## WRITTEN PROBLEM
Each entry below should be written out exactly as it is, with no pictures.

---------------

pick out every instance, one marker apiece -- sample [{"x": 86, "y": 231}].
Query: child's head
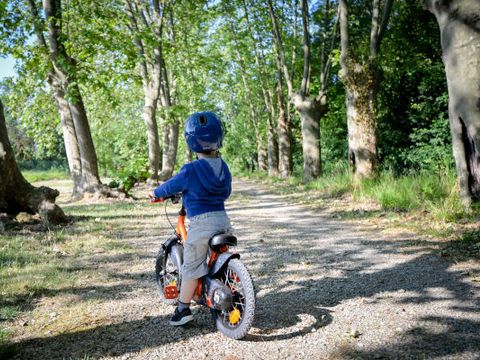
[{"x": 204, "y": 132}]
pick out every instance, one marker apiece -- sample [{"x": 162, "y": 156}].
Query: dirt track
[{"x": 326, "y": 288}]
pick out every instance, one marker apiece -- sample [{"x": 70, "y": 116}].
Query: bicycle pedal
[{"x": 170, "y": 292}]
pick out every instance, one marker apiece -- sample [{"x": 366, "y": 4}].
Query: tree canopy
[{"x": 272, "y": 70}]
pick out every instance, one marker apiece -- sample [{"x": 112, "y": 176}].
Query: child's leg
[{"x": 187, "y": 290}]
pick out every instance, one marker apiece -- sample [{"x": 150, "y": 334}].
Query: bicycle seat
[{"x": 222, "y": 239}]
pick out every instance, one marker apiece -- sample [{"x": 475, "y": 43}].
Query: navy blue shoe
[{"x": 181, "y": 317}]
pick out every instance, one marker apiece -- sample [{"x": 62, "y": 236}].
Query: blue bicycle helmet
[{"x": 203, "y": 132}]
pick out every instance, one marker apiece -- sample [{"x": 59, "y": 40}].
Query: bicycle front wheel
[{"x": 166, "y": 274}]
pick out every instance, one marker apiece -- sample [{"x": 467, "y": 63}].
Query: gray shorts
[{"x": 202, "y": 228}]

---------------

## RESULT OF THE EXERCISE
pick out every instance, one marker apiece -- sample [{"x": 86, "y": 231}].
Query: child's head
[{"x": 204, "y": 132}]
pick out every instance, one marker apiece -- sample [{"x": 162, "y": 156}].
Query: dirt track
[{"x": 326, "y": 288}]
pick out every instance, one marker apiece -- sample [{"x": 70, "y": 116}].
Query: bicycle pedal
[{"x": 170, "y": 292}]
pick out every instance, one marker apiece -- sample [{"x": 366, "y": 4}].
Query: tree canopy
[{"x": 272, "y": 70}]
pick out every instance, one marker apiece -- sample [{"x": 112, "y": 176}].
Query: child's leg
[{"x": 187, "y": 290}]
pick out every instance, one marker apiece -- sample [{"x": 150, "y": 334}].
Query: bicycle seat
[{"x": 222, "y": 239}]
pick out every instance, one marker apiece -- sample [{"x": 475, "y": 43}].
Query: navy blue shoe
[{"x": 181, "y": 317}]
pick out every instance, one marker apiece -- sample [{"x": 62, "y": 236}].
Query: blue bicycle helmet
[{"x": 203, "y": 132}]
pick out every instance, one marker apiece -- sample [{"x": 59, "y": 40}].
Query: bicycle front wheel
[{"x": 166, "y": 274}]
pick out every instance, one marker apiece -- sample [{"x": 467, "y": 63}].
Query: gray shorts
[{"x": 202, "y": 228}]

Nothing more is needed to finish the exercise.